▶ _TASK DETAILS_
From the text on AI and data privacy in marketing, extract the passage between "Q: What are" and "and unwarranted surveillance.", inclusive, copying it word for word.

▶ _SELECTED EXCERPT_
Those Marketing teams that are using techniques to adhere to data privacy, making the time to train their teams around data ethics & avoiding unintended bias with AI systems, while implementing best practices for their AI capabilities, will be the ones that will find the least complexity in running their marketing efforts in 2024 and beyond.

By taking a proactive, collaborative approach to AI adoption focused on ethics and responsibility, B2B marketers can help lead their organizations into an innovative yet trustworthy future.

FAQs on AI data privacy

Q: How does AI impact data privacy in marketing?

A: Large language AI models, like Chat-GPT, that have become increasingly popular rely on learning the inputs and prompts you put in. It then uses those learnings to enhance answers to questions from other users. This means that if you input confidential data, that AI model could use that data for answers outside of your organization.

AI's data analysis capabilities also means that even if the data is partial, it may be able to construct and identify individuals by piecing together partial data that's been fed into it.

Q: How can I protect personal data when using AI?

A: If you're fortunate enough to have an in-house AI tool, you can probably create a gated AI purely for the analysis of private data. This would be a Data Clean Room that wouldn't be connected to networks outside of your own to prevent private data being shared externally.

If you don't have access to those capabilities, you must be rigorous in ensuring no private or confidential data is fed into the AI tools that you utilize. This includes things like names, banking information, and geographical location: basically, anything that could be used to identify a specific individual.

Q: What are privacy violations when using AI?

A: The most common and frequent is sharing proprietary and confidential customer data with third-party AI tools. The networked nature of these tools means that data could be accessed by people outside of your organization.

AI can also be used to pull together details on your customers that they haven't consented to provide. AI is very good at piecing together jigsaws of partial data to fill in gaps. While this might seem useful, it also violates privacy laws, as customers haven't consented for you to use this information.

Of course, this goes beyond actively malicious privacy violations, like identity theft and unwarranted surveillance.

▶ _RECORDS PROVIDED_
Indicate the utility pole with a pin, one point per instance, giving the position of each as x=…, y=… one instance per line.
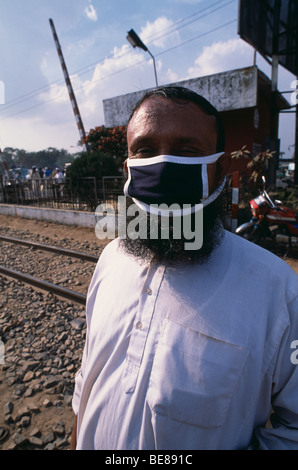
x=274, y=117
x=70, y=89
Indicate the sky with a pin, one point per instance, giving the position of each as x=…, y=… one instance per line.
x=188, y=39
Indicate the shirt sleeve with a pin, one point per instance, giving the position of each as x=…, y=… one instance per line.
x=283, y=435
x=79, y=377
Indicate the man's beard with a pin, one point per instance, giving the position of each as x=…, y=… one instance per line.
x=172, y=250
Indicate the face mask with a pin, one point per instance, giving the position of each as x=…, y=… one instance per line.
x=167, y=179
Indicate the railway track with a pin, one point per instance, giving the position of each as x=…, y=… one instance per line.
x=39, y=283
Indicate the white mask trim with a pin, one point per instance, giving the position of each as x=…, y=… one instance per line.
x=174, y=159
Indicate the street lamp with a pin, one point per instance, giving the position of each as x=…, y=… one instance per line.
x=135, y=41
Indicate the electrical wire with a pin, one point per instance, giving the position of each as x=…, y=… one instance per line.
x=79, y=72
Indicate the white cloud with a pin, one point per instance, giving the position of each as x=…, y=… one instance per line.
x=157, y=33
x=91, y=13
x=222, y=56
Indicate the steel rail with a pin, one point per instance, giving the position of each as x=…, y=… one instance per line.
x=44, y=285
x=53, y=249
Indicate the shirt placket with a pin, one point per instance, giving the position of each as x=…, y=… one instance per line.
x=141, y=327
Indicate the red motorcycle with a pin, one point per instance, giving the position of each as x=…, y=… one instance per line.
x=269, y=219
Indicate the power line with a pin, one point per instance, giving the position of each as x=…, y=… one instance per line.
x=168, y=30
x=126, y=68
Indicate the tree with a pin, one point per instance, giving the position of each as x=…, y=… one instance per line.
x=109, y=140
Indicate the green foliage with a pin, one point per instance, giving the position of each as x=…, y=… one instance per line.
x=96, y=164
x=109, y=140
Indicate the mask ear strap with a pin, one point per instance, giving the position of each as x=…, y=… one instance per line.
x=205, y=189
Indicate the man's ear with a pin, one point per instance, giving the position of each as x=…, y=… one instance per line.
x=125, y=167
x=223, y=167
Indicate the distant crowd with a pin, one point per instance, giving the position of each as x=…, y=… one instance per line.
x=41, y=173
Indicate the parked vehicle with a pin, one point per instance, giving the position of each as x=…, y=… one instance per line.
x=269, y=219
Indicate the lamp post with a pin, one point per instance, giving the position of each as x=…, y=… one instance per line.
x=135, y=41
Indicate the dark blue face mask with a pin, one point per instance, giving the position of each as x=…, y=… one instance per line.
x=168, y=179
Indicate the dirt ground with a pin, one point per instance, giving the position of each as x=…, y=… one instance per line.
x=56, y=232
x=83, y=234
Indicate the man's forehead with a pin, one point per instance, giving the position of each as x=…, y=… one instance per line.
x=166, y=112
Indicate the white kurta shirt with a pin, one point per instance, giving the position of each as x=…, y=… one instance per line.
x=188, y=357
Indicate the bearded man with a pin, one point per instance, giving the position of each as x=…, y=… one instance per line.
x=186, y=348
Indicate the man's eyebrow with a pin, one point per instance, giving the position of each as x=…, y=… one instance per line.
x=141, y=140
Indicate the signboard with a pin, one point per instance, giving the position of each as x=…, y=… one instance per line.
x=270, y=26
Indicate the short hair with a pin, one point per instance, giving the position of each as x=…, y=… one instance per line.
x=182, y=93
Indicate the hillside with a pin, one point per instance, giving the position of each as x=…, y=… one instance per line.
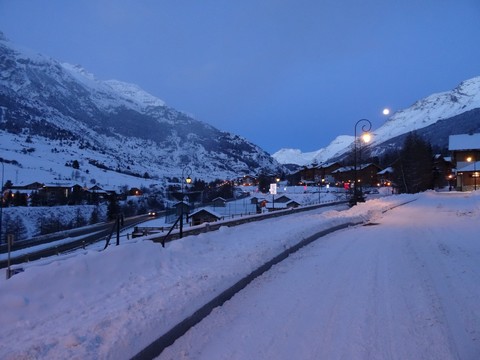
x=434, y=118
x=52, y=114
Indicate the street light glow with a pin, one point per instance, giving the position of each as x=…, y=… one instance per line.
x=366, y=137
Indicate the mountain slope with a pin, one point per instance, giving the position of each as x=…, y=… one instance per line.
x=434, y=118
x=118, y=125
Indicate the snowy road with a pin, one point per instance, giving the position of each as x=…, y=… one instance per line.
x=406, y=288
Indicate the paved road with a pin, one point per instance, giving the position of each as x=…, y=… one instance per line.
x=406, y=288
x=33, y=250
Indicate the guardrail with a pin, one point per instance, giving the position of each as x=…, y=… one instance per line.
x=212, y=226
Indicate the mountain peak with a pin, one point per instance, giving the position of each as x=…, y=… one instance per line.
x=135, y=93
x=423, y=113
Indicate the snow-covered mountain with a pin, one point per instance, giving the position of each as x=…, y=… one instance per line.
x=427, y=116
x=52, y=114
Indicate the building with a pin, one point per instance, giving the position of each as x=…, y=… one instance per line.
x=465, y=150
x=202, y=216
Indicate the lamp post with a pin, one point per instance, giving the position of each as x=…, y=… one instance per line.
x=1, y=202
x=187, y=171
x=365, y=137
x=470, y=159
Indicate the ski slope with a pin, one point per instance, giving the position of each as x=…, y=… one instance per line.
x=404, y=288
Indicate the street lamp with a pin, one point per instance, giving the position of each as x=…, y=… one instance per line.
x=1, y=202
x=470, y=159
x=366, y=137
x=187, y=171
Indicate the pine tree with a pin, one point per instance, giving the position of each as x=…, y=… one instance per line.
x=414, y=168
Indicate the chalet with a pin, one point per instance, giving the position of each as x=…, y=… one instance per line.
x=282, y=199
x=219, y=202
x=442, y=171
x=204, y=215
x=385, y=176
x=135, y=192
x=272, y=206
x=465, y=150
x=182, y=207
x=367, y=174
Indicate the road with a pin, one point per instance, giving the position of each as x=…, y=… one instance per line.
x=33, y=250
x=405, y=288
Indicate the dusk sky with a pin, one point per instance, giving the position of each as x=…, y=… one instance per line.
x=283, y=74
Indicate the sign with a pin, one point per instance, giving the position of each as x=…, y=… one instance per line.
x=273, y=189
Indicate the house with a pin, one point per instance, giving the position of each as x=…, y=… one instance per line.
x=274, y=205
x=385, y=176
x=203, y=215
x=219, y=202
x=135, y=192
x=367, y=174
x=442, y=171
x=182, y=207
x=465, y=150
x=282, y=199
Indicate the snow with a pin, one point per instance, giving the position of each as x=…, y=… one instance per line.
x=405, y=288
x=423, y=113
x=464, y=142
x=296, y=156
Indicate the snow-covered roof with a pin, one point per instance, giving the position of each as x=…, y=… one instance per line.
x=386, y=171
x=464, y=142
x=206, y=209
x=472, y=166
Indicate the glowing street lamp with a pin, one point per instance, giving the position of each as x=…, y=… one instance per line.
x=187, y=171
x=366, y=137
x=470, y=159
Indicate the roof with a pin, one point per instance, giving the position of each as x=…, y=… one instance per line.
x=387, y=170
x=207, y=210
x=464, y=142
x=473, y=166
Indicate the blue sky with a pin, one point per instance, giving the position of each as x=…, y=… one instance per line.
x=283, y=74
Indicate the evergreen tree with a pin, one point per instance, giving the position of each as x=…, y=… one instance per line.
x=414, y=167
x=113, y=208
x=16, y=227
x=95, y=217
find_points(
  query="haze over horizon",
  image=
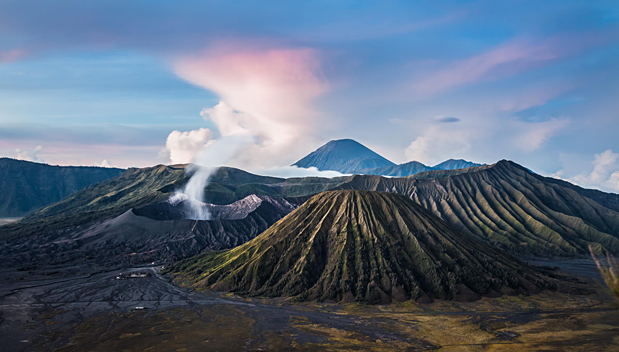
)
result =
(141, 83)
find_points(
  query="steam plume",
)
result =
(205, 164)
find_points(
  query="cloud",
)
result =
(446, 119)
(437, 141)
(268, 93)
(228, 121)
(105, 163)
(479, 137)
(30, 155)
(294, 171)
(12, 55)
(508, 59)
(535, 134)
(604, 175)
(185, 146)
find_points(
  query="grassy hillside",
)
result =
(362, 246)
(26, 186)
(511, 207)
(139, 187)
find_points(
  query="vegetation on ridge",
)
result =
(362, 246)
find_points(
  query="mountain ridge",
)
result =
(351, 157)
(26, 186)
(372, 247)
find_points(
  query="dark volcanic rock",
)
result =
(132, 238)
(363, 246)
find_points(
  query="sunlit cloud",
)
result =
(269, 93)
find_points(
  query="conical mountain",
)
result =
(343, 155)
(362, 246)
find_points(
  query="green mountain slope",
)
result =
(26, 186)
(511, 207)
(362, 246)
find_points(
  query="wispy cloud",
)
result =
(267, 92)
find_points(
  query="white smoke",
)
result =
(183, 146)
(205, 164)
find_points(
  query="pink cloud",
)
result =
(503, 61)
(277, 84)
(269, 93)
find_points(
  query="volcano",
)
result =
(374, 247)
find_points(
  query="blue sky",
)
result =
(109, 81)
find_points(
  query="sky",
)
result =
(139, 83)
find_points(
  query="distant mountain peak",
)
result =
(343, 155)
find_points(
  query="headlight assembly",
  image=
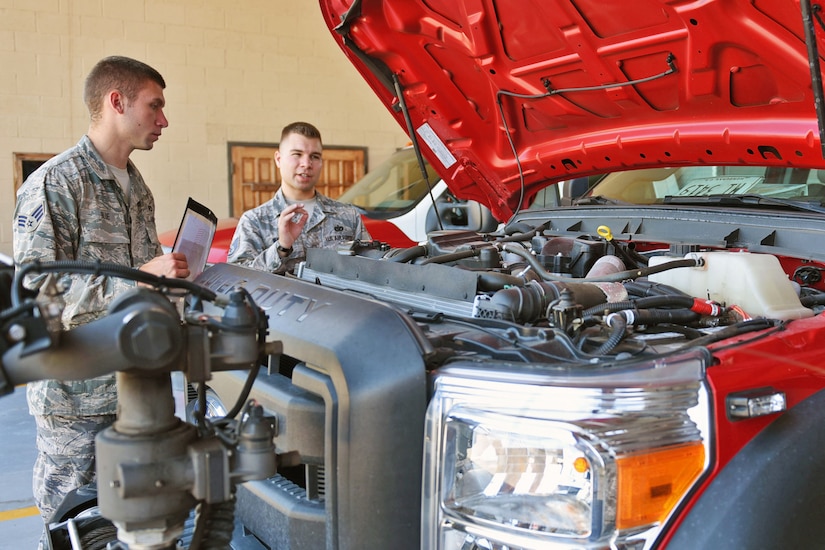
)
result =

▶ _TASK RESULT_
Q: What are privacy violations when using AI?

A: The most common and frequent is sharing proprietary and confidential customer data with third-party AI tools. The networked nature of these tools means that data could be accessed by people outside of your organization.

AI can also be used to pull together details on your customers that they haven't consented to provide. AI is very good at piecing together jigsaws of partial data to fill in gaps. While this might seem useful, it also violates privacy laws, as customers haven't consented for you to use this information.

Of course, this goes beyond actively malicious privacy violations, like identity theft and unwarranted surveillance.